*** RECORD SET ***
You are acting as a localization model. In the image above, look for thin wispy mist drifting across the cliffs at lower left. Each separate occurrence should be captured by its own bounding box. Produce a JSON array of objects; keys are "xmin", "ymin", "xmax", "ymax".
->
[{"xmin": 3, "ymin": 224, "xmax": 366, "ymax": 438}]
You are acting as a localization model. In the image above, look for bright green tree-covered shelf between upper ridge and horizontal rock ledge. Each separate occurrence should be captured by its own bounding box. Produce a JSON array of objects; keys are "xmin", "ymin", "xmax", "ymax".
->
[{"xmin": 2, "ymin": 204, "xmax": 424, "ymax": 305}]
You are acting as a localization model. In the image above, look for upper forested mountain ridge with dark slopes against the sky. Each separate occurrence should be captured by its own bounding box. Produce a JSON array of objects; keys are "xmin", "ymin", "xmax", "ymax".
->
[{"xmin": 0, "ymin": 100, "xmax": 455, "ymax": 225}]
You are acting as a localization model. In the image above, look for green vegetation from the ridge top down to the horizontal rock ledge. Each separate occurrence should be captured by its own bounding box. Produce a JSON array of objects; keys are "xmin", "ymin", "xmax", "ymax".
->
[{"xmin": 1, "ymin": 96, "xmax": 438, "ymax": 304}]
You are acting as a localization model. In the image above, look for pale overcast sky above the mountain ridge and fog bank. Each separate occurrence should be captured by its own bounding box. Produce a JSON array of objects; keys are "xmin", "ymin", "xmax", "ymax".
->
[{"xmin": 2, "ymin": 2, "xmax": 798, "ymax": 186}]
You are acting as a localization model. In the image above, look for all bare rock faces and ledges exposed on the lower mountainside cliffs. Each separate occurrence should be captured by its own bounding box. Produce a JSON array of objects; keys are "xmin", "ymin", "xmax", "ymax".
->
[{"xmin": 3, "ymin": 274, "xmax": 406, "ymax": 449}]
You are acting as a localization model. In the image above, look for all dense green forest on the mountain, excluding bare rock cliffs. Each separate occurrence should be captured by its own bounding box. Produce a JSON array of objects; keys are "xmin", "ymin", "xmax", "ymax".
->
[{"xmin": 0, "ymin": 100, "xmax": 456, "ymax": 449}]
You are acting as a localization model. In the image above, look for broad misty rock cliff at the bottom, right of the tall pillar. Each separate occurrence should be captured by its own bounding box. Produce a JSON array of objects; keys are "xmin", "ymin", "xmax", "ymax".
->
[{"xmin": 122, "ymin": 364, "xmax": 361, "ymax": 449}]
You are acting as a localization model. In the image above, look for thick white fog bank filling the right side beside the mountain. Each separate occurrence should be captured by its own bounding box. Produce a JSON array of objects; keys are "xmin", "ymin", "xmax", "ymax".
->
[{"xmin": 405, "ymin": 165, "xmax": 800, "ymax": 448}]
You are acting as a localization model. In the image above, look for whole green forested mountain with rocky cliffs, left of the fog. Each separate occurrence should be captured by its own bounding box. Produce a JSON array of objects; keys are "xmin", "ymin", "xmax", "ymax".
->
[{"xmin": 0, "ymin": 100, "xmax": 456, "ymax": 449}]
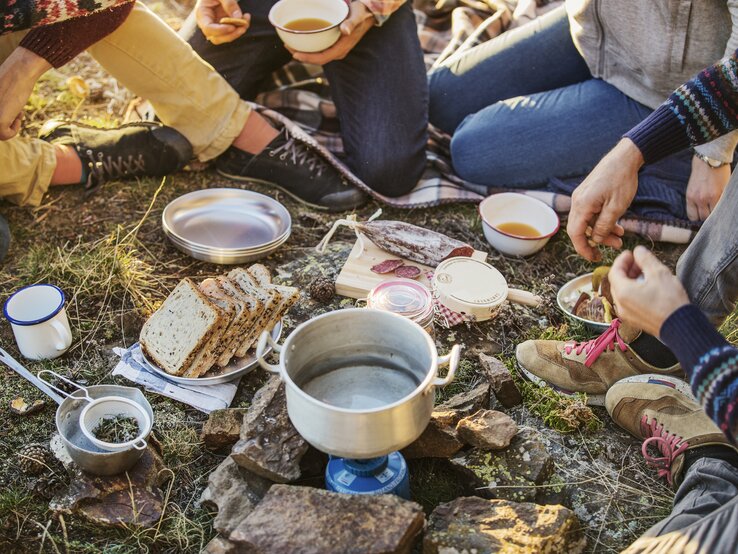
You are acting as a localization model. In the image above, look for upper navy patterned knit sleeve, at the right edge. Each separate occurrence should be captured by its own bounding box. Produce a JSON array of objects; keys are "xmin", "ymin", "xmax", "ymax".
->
[{"xmin": 625, "ymin": 51, "xmax": 738, "ymax": 163}]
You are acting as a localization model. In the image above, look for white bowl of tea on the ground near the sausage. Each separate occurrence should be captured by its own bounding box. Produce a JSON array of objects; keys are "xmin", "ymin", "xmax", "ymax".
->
[{"xmin": 479, "ymin": 192, "xmax": 561, "ymax": 256}]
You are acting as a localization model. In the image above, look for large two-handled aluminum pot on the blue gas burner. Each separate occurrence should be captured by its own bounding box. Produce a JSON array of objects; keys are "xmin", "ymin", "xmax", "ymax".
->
[{"xmin": 256, "ymin": 308, "xmax": 460, "ymax": 459}]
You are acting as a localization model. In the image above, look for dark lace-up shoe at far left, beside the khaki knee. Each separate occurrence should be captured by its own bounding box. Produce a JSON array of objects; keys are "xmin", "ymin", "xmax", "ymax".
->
[{"xmin": 39, "ymin": 120, "xmax": 192, "ymax": 192}]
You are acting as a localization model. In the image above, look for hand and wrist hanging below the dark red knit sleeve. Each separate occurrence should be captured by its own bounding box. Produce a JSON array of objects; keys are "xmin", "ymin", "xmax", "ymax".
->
[{"xmin": 0, "ymin": 47, "xmax": 51, "ymax": 140}]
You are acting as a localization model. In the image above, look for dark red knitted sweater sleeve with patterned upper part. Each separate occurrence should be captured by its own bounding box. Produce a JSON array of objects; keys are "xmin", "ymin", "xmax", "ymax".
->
[{"xmin": 0, "ymin": 0, "xmax": 134, "ymax": 67}]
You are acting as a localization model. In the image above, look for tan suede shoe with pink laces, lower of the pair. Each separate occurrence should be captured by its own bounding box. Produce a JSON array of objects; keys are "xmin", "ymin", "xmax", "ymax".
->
[{"xmin": 605, "ymin": 375, "xmax": 733, "ymax": 485}]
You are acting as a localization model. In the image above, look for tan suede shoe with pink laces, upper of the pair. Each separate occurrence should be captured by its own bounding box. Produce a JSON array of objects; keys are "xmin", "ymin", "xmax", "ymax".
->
[{"xmin": 515, "ymin": 319, "xmax": 683, "ymax": 406}]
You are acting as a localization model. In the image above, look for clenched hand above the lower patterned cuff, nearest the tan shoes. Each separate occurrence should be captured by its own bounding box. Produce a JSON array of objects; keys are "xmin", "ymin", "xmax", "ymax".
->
[{"xmin": 607, "ymin": 246, "xmax": 689, "ymax": 337}]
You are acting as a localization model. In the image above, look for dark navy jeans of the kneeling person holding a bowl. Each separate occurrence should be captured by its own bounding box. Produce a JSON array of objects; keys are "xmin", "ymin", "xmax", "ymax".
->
[{"xmin": 180, "ymin": 0, "xmax": 428, "ymax": 196}]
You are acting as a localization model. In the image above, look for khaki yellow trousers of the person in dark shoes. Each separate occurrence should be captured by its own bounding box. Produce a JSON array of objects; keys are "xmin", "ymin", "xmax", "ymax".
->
[{"xmin": 0, "ymin": 2, "xmax": 250, "ymax": 206}]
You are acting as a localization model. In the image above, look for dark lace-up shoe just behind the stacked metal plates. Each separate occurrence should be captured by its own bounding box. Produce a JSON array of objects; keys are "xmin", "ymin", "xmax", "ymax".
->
[{"xmin": 215, "ymin": 129, "xmax": 368, "ymax": 212}]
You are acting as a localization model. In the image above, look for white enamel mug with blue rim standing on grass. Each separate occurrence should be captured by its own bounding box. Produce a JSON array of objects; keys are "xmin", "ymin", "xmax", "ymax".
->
[{"xmin": 3, "ymin": 284, "xmax": 72, "ymax": 360}]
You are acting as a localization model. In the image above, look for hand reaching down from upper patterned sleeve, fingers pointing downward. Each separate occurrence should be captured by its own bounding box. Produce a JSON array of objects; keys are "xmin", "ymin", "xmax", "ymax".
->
[{"xmin": 566, "ymin": 139, "xmax": 643, "ymax": 261}]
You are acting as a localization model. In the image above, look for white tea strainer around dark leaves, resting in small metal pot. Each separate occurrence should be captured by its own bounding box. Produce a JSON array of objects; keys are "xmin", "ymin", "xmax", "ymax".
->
[{"xmin": 79, "ymin": 396, "xmax": 153, "ymax": 452}]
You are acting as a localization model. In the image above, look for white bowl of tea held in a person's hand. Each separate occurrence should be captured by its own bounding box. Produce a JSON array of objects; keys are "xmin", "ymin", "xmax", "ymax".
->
[{"xmin": 269, "ymin": 0, "xmax": 349, "ymax": 52}]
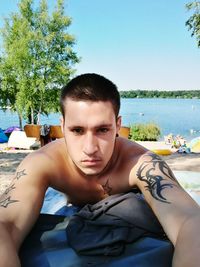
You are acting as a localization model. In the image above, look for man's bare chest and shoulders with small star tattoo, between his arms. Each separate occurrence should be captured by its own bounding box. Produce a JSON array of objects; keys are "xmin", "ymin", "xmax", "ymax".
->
[{"xmin": 36, "ymin": 138, "xmax": 146, "ymax": 205}]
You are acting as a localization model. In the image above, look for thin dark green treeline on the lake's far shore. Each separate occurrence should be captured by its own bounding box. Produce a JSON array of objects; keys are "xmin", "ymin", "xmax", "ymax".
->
[{"xmin": 120, "ymin": 90, "xmax": 200, "ymax": 99}]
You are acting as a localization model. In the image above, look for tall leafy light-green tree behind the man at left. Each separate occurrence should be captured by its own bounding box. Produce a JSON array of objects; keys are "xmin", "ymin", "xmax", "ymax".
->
[{"xmin": 0, "ymin": 0, "xmax": 79, "ymax": 127}]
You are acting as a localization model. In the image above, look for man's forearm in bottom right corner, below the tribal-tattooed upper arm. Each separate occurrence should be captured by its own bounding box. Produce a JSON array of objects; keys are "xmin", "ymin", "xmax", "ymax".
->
[{"xmin": 172, "ymin": 215, "xmax": 200, "ymax": 267}]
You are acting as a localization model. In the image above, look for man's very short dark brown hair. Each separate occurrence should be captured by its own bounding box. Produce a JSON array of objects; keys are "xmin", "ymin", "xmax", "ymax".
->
[{"xmin": 60, "ymin": 73, "xmax": 120, "ymax": 118}]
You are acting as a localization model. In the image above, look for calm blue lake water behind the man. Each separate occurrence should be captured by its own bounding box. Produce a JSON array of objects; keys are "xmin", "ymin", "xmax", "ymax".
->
[{"xmin": 0, "ymin": 98, "xmax": 200, "ymax": 140}]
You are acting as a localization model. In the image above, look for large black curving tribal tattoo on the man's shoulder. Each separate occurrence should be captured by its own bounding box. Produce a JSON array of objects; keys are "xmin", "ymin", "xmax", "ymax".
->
[{"xmin": 137, "ymin": 153, "xmax": 178, "ymax": 203}]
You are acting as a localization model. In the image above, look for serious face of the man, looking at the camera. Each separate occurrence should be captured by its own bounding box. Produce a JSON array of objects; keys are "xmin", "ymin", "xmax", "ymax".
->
[{"xmin": 62, "ymin": 98, "xmax": 121, "ymax": 175}]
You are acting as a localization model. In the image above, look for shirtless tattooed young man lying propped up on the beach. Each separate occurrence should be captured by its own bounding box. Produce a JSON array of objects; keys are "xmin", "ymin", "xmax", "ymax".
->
[{"xmin": 0, "ymin": 74, "xmax": 200, "ymax": 267}]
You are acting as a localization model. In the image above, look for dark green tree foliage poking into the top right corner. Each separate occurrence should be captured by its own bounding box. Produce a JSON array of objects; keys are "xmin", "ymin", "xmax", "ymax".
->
[{"xmin": 185, "ymin": 1, "xmax": 200, "ymax": 47}]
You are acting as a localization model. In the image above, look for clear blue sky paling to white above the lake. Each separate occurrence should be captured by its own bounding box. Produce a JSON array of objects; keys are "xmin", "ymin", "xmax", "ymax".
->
[{"xmin": 0, "ymin": 0, "xmax": 200, "ymax": 90}]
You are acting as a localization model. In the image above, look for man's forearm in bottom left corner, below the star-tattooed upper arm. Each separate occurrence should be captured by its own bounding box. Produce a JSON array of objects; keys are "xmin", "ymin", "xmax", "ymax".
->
[{"xmin": 0, "ymin": 223, "xmax": 21, "ymax": 267}]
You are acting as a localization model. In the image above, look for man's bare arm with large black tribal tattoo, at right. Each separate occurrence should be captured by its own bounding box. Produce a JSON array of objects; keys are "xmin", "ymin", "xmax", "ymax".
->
[{"xmin": 131, "ymin": 152, "xmax": 200, "ymax": 267}]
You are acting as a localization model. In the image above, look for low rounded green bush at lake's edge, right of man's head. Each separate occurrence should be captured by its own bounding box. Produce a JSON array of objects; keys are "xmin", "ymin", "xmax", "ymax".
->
[{"xmin": 130, "ymin": 123, "xmax": 161, "ymax": 141}]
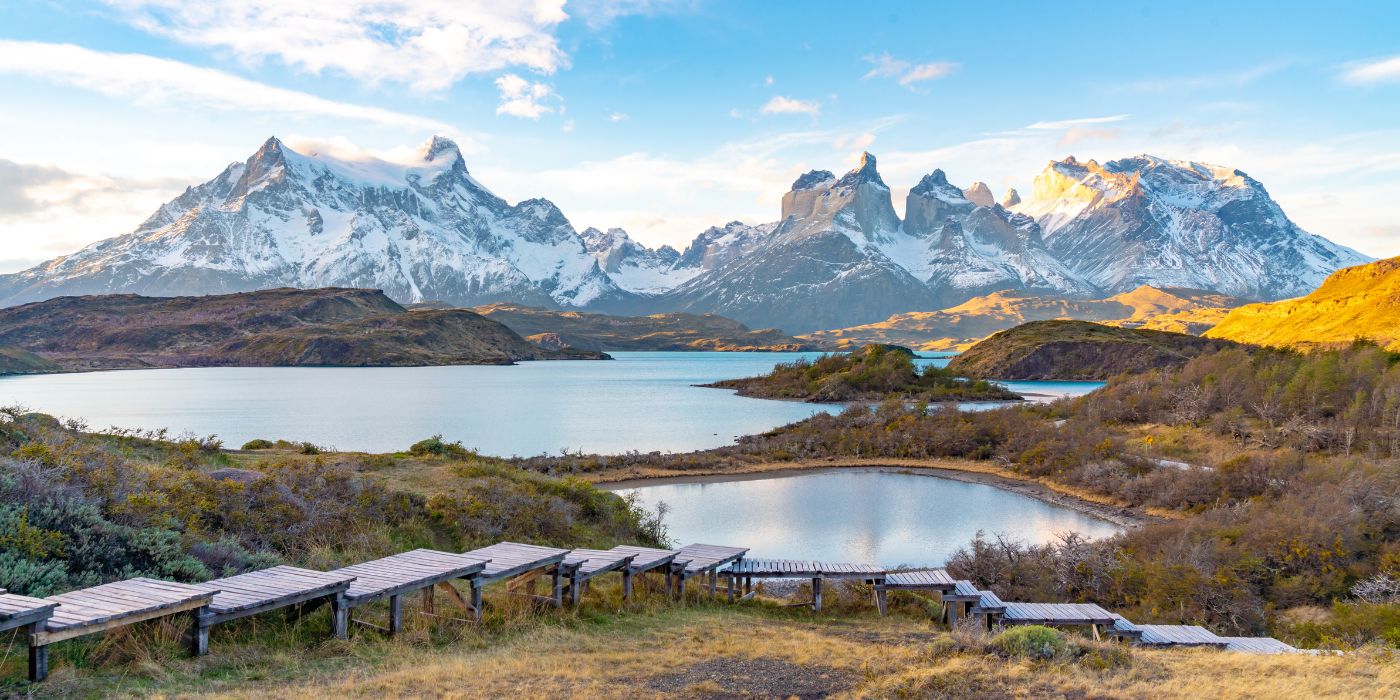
*** End of RECORD SET ***
* **PROBLEM**
Working from the line with "in bottom left" down through the last line of the records, give every line again exactly, but no pictures.

* **EXERCISE ANSWER**
You are acting as a localization model. In the image above, look for man's forearm in bottom left corner, below the star-tattooed upper arm. Each separate occurrence should be captured by its own bounding box. Produce a JSON array of objects; keys are "xmin", "ymin", "xmax", "ymax".
->
[{"xmin": 0, "ymin": 223, "xmax": 21, "ymax": 267}]
You are acting as a localization model. In the image above, look for man's bare arm with large black tribal tattoo, at right. Each separate occurrence should be captured by its own bounding box. Produce a JSON array of objects; keys are "xmin", "ymin", "xmax", "ymax".
->
[{"xmin": 131, "ymin": 152, "xmax": 200, "ymax": 267}]
You are acting as a localization model. In the image above, look for low rounded green bush at lake's edge, right of man's head. Each separate occurrence should be captured by its own bounding box. Produce a JSON array of objects; keys are "xmin", "ymin", "xmax", "ymax".
->
[{"xmin": 130, "ymin": 123, "xmax": 161, "ymax": 141}]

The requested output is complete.